§ How to complete this task
Give back, character for character, the line that includes "of the street" and all lines beneath it in the data.

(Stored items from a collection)
___
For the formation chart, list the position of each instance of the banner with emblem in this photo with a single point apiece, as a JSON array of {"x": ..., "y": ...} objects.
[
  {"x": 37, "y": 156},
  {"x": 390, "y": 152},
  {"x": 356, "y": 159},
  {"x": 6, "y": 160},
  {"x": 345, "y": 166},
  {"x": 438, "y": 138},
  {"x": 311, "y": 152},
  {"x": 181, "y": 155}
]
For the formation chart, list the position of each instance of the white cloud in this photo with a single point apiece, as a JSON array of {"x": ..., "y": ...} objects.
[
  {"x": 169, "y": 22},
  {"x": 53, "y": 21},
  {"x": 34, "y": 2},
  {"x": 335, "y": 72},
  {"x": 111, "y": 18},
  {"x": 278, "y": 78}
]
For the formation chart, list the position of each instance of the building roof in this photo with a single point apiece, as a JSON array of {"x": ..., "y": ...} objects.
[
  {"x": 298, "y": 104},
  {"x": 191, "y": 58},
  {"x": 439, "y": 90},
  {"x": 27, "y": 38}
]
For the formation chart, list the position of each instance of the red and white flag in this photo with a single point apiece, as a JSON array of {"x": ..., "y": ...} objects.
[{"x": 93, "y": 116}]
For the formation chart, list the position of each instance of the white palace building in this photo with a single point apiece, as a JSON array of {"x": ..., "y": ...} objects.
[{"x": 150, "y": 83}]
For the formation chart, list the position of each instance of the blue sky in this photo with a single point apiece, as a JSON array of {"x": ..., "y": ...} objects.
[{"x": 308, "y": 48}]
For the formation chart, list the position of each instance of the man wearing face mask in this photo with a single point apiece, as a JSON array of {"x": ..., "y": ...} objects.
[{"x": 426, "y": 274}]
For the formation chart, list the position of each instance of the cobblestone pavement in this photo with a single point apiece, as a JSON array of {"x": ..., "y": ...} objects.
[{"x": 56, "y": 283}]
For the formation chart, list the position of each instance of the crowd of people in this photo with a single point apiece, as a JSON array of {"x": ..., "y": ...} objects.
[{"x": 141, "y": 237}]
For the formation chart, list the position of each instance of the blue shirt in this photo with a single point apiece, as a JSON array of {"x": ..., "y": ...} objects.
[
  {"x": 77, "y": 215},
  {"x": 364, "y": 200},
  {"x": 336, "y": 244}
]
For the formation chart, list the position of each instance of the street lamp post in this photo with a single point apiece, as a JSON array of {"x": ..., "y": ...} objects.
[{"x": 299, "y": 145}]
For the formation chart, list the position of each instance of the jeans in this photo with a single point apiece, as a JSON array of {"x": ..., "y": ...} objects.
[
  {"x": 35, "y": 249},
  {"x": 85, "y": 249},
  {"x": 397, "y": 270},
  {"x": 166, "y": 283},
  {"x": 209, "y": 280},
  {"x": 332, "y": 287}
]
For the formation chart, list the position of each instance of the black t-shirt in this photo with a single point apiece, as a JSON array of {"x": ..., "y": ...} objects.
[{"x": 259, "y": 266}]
___
§ Written answer
For the formation chart, list the position of each instance of the street lamp post in this photo with a single point apiece, as a JSON array of {"x": ..., "y": ...} objects.
[{"x": 299, "y": 145}]
For the formation chart, list the position of each instance of the jeans in this photo with a single point apiece, as a JSON array of {"x": ..., "y": ...} objects.
[
  {"x": 35, "y": 249},
  {"x": 85, "y": 249},
  {"x": 397, "y": 270},
  {"x": 166, "y": 283},
  {"x": 209, "y": 280},
  {"x": 332, "y": 287}
]
For the formation chart, list the position of each instance of the black t-shirt in this photo with a single point apiece, as a JSON array of {"x": ..., "y": ...} objects.
[{"x": 259, "y": 266}]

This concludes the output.